* Problem requirements:
Rewrite the records below as a numbered list, omitting any blank lines.

* Raw records:

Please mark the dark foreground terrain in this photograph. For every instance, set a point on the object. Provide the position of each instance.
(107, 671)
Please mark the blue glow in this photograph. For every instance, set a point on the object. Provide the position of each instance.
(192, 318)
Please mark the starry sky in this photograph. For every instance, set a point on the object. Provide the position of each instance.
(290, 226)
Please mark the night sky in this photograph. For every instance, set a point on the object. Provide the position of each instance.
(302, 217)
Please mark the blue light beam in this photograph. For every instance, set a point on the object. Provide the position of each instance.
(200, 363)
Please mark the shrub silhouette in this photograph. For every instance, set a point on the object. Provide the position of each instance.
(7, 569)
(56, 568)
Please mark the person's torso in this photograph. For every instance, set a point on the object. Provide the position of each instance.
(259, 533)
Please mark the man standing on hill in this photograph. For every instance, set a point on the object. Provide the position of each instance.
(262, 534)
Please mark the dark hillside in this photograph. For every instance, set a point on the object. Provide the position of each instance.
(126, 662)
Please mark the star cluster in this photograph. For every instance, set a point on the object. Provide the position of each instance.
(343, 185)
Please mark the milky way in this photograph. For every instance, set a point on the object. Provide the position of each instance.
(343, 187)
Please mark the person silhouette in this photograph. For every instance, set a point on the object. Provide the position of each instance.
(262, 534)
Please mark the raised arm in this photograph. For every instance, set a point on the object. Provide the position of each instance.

* Result below:
1. Please mark the dark foreground terrain in this photograph. For every instance, set a point on the object. Provide the position of each instance.
2. (107, 671)
3. Please mark the blue glow in this photograph. For every instance, set a point on the object. Provide the position of each instance.
4. (192, 318)
5. Please mark the starry sky in this photograph. For every instance, set a point on the object. Provide the position of each instance.
6. (290, 226)
7. Please mark the night sky in this photograph. For every instance, set a point on the object. Provide the position of each instance.
8. (302, 217)
9. Please mark the blue light beam in this photograph. For every instance, set a point on the object. Provide the position of each instance.
10. (200, 363)
11. Please mark the shrub silhouette in this photograph. For every instance, set a point on the object. Provide the position of each instance.
12. (7, 569)
13. (56, 568)
14. Please mark the person's torso in this photograph. For every instance, set a point on the object. Provide the position of each instance.
15. (259, 533)
16. Please mark the man standing on hill in this photograph. For every instance, set a point on the object. Provide the position of each instance.
17. (262, 534)
18. Please mark the dark hillside in this photograph. For every instance, set a point on the object. Provide the position of each instance.
19. (126, 662)
20. Please mark the star cluster in this photograph. For every instance, set a point on the object. Provide the position of each instance.
21. (343, 185)
22. Please mark the milky way in this photograph. For every instance, set a point on the object. Provide the position of each instance.
23. (343, 187)
24. Please mark the person silhouette in this photograph. For every instance, set a point on the object. Provide the position of each instance.
25. (262, 534)
26. Please mark the raised arm in this photograph. For every instance, set a point on the object. Provide the position of each instance.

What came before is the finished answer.